→ **Source excerpt**:
####################
From literary nest to spiritually blessed
Hollywood writing royalty Joan Didion and husband Gregory Dunne lived in a big quasi-Georgian home with a Spanish-style twist on Franklin Avenue from 1967 to 1971. In Didion’s book The White Album, she reminisces about those freewheeling, anti-anxiety-pill-popping days, with many houseguests, open doors, and daughter Quintana Roo playing tennis on the court in the backyard. They hosted parties attended by Hollywood luminaries, among them Janis Joplin, who would later die of an overdose in a hotel room down the street, in 1970. The house belonged Dunne’s uncle. There, Didion wrote Play It as It Lays and her seminal essay collection Slouching Towards Bethlehem.
####################
→ **Dataset content**:
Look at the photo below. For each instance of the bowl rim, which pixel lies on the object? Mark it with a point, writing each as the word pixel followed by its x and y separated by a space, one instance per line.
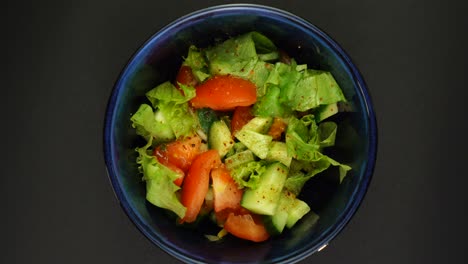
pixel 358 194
####################
→ **Objectives**:
A: In the passage about the Franklin Avenue house, which book does Didion reminisce in about her years living there?
B: Carry on the passage about the Franklin Avenue house from the point where it stops.
The material comes from a separate source.

→ **In response**:
A: The White Album.

B:
In 1979, Shumei bought the building, opening its first western outpost. Shumei is influenced by the ancient religions of Shinto, Buddhism, Christianity, as well as Western philosophy. It is based on a spiritual practice of chanting, Natural agriculture, celebrating art and beauty in everyday life, and sharing jyorei, a healing art that promotes health, happiness, and well-being. The public is welcome to join daily morning and evening chanting, called sampai.
Info
Address 7406 Franklin Avenue, Los Angeles, CA 90046, +1 213.876.5528, www.shumei.us/hollywood, hollywood@shumei.us | Public Transport Red Line to Hollywood and Highland Station, then a .9-mile walk | Getting there Small on-site lot and unmetered street parking | Hours Daily chanting: 9am & 7pm, by reservation only. Demonstration garden: open during daylight hours. | Tip Meltdown Comics (7522 Sunset Boulevard, Los Angeles, CA 90046), just over a half mile away, has a fantastic selection of independent comics and superhero staples with rotating art exhibits.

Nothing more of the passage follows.